§ **Problem details**: Could you transcribe every record below exactly, leaving out the pictures?

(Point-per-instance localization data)

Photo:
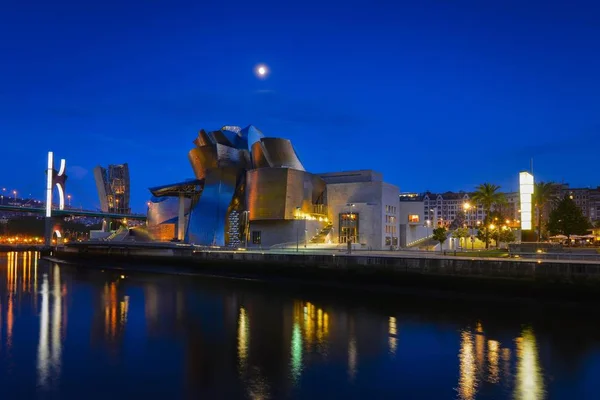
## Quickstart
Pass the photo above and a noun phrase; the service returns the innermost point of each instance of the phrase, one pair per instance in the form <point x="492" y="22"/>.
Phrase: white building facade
<point x="363" y="209"/>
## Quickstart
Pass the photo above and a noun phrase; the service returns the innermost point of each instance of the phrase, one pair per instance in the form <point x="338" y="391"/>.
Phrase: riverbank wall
<point x="500" y="277"/>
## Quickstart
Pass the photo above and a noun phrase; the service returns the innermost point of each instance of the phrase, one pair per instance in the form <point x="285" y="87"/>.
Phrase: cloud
<point x="76" y="172"/>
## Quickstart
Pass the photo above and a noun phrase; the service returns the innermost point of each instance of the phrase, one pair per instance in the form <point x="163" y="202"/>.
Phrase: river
<point x="82" y="333"/>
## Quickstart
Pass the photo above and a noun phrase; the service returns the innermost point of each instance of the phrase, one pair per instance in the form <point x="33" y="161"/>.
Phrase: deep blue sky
<point x="436" y="95"/>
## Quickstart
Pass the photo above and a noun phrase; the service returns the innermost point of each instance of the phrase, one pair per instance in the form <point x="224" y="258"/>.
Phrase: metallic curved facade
<point x="280" y="153"/>
<point x="113" y="188"/>
<point x="278" y="193"/>
<point x="244" y="177"/>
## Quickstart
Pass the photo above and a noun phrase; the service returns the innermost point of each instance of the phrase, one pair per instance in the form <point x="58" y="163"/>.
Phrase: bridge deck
<point x="79" y="213"/>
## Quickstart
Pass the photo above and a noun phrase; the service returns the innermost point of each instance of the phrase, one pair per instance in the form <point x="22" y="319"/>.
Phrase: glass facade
<point x="348" y="231"/>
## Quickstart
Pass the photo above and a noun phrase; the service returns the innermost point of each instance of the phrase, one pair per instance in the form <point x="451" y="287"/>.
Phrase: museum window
<point x="256" y="237"/>
<point x="348" y="228"/>
<point x="413" y="218"/>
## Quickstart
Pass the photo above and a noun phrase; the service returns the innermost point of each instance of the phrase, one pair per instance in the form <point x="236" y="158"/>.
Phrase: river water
<point x="87" y="334"/>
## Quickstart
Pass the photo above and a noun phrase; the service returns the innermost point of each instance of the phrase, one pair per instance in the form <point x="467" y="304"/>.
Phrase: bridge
<point x="57" y="179"/>
<point x="72" y="212"/>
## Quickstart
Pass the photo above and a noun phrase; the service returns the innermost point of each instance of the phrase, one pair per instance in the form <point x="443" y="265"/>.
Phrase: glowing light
<point x="296" y="352"/>
<point x="529" y="382"/>
<point x="261" y="71"/>
<point x="61" y="197"/>
<point x="392" y="340"/>
<point x="49" y="184"/>
<point x="526" y="183"/>
<point x="243" y="337"/>
<point x="43" y="359"/>
<point x="63" y="165"/>
<point x="493" y="360"/>
<point x="467" y="384"/>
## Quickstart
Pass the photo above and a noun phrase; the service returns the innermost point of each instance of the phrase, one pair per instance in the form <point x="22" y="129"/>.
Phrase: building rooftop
<point x="363" y="175"/>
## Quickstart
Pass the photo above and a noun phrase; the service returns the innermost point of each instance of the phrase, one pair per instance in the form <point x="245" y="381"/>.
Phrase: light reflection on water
<point x="252" y="344"/>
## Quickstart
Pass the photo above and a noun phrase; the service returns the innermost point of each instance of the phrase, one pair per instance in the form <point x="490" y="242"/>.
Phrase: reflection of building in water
<point x="506" y="375"/>
<point x="479" y="346"/>
<point x="110" y="318"/>
<point x="473" y="354"/>
<point x="529" y="380"/>
<point x="19" y="270"/>
<point x="493" y="361"/>
<point x="51" y="325"/>
<point x="352" y="350"/>
<point x="392" y="339"/>
<point x="467" y="383"/>
<point x="310" y="333"/>
<point x="163" y="309"/>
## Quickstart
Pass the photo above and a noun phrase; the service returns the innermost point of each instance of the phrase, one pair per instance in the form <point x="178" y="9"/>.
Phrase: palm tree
<point x="487" y="195"/>
<point x="543" y="194"/>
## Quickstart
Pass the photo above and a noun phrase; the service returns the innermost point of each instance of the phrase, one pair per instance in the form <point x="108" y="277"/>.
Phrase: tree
<point x="567" y="219"/>
<point x="488" y="196"/>
<point x="460" y="233"/>
<point x="439" y="234"/>
<point x="544" y="193"/>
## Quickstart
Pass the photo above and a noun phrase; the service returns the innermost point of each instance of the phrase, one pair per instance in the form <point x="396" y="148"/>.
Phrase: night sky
<point x="436" y="95"/>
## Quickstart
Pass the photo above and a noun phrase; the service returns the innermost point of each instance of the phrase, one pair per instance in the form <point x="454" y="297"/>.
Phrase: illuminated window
<point x="348" y="227"/>
<point x="413" y="218"/>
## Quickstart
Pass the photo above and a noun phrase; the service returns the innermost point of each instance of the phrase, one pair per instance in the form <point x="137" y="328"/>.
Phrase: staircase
<point x="321" y="237"/>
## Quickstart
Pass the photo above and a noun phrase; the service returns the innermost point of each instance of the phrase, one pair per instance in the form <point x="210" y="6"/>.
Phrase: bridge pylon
<point x="58" y="179"/>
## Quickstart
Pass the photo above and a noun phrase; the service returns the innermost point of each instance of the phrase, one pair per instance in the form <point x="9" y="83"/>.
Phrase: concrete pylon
<point x="58" y="179"/>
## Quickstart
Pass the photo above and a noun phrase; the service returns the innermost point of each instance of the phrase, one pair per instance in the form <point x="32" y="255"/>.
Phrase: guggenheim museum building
<point x="250" y="190"/>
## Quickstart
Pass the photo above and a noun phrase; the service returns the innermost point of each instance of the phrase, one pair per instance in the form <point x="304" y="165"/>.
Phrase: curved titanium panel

§ **Written solution**:
Photo:
## Quickstart
Pass the photo above and a noun phrase; the service returns the innermost point of each instance of the phrase, one pair per instance in the form <point x="492" y="22"/>.
Phrase: white building facade
<point x="363" y="209"/>
## Quickstart
Pass the photo above and a noun phrase; the service returns the innermost point of each instance of the phrase, one pair per instance in the form <point x="338" y="391"/>.
Phrase: riverbank wall
<point x="500" y="277"/>
## Quickstart
Pass the photo above and a noun phrase; the service returns the innermost point of each instance of the phrase, one pair per instance in the form <point x="285" y="87"/>.
Phrase: cloud
<point x="76" y="172"/>
## Quickstart
Pass the photo above and a noun phrase; the service returns the innermost point of each instance of the phrase, one pair per instance in the form <point x="163" y="202"/>.
Phrase: river
<point x="82" y="333"/>
## Quickstart
Pass the photo above and a noun phrase; the service returns the innermost point of each instance of the phrase, one pair per instance in the form <point x="33" y="161"/>.
Phrase: deep blue sky
<point x="436" y="95"/>
## Quickstart
Pass the photo above and a noun phrase; the service returns the innermost point of each instance of the phrase, one pair per instance in the form <point x="224" y="258"/>.
Phrase: metallic curved facade
<point x="280" y="153"/>
<point x="113" y="188"/>
<point x="278" y="193"/>
<point x="244" y="177"/>
## Quickstart
Pass the photo above and a noun phrase; the service returns the innermost point of each instance of the phrase, one pair per instance in the form <point x="58" y="163"/>.
Phrase: bridge deck
<point x="79" y="213"/>
## Quickstart
Pass the photo above and a noun phrase; the service returns the innermost point of each instance of the phrase, one pair per instance in the form <point x="22" y="319"/>.
Phrase: glass facade
<point x="348" y="231"/>
## Quickstart
Pass the photo above and a noun phrase; the service returns the innermost point of each instance of the phrase, one pair per instance in the form <point x="451" y="287"/>.
Phrase: museum window
<point x="256" y="237"/>
<point x="348" y="228"/>
<point x="413" y="218"/>
## Quickstart
Pass the photo above and a noun phrase; the service returns the innermost point of each instance of the phrase, one pair per instance in the form <point x="236" y="158"/>.
Phrase: river water
<point x="87" y="334"/>
## Quickstart
Pass the photo above and a noun phrase; the service returns the innermost point of each instance of the phrase, one pair per instance in the form <point x="467" y="304"/>.
Phrase: bridge
<point x="57" y="179"/>
<point x="72" y="212"/>
## Quickstart
Pass the photo above and a noun phrase; the service returns the innermost point of each instance of the phrase, one pair per instance in the form <point x="443" y="265"/>.
Phrase: glowing light
<point x="296" y="352"/>
<point x="529" y="382"/>
<point x="261" y="71"/>
<point x="61" y="197"/>
<point x="392" y="340"/>
<point x="49" y="184"/>
<point x="526" y="183"/>
<point x="243" y="337"/>
<point x="43" y="359"/>
<point x="63" y="165"/>
<point x="493" y="360"/>
<point x="467" y="384"/>
## Quickstart
Pass the photo above and a noun phrase; the service returns the innermost point of each instance of the phrase, one pair per instance in the form <point x="22" y="129"/>.
Phrase: building rooftop
<point x="363" y="175"/>
## Quickstart
Pass the photo above and a noun phrase; the service returns the innermost point of each instance of the phrase, one pair per instance in the form <point x="245" y="381"/>.
Phrase: light reflection on water
<point x="252" y="344"/>
## Quickstart
Pass the photo above and a noun phrase; the service returns the innermost point of each instance of the phrase, one pair per instance in the form <point x="490" y="242"/>.
Phrase: reflection of building in water
<point x="506" y="375"/>
<point x="479" y="346"/>
<point x="110" y="318"/>
<point x="473" y="354"/>
<point x="529" y="380"/>
<point x="19" y="270"/>
<point x="493" y="361"/>
<point x="51" y="325"/>
<point x="352" y="350"/>
<point x="392" y="339"/>
<point x="467" y="383"/>
<point x="310" y="333"/>
<point x="163" y="309"/>
## Quickstart
Pass the photo above and a noun phrase; the service returns the innermost point of each instance of the phrase, one pair per instance in the form <point x="178" y="9"/>.
Phrase: palm tree
<point x="487" y="195"/>
<point x="543" y="194"/>
## Quickstart
Pass the photo above and a noun phrase; the service returns the innermost point of each instance of the phrase, one pair per instance in the form <point x="108" y="277"/>.
Phrase: tree
<point x="567" y="219"/>
<point x="488" y="196"/>
<point x="460" y="233"/>
<point x="439" y="234"/>
<point x="544" y="193"/>
## Quickstart
Pass the photo above and a noun phrase; the service returns the innermost point of each instance of the phrase, one pair per instance in the form <point x="396" y="148"/>.
Phrase: night sky
<point x="436" y="95"/>
## Quickstart
Pass the photo above and a noun phrase; the service returns the innermost point of each instance of the phrase, one pair per instance in the form <point x="454" y="297"/>.
Phrase: illuminated window
<point x="348" y="227"/>
<point x="413" y="218"/>
## Quickstart
Pass the photo above and a noun phrase; the service returns the innermost point of each instance of the phrase, one pair per instance in the form <point x="137" y="328"/>.
Phrase: staircase
<point x="321" y="237"/>
## Quickstart
Pass the photo above and a noun phrase; the service returns the innermost point of each instance of the phrase, one pair per instance in the form <point x="210" y="6"/>.
Phrase: bridge pylon
<point x="58" y="179"/>
## Quickstart
Pass the photo above and a noun phrase; the service returns the innermost point of each instance of the phrase, one pair per instance in the form <point x="9" y="83"/>.
Phrase: concrete pylon
<point x="58" y="179"/>
## Quickstart
Pass the photo above and a noun phrase; the service returns the innermost point of each instance of the phrase, one pair per instance in the form <point x="32" y="255"/>.
Phrase: guggenheim museum building
<point x="250" y="190"/>
## Quickstart
Pass the photo above and a noun phrase; the service returns the innermost point of each instance of the phrase, one pair per instance in the form <point x="304" y="165"/>.
Phrase: curved titanium panel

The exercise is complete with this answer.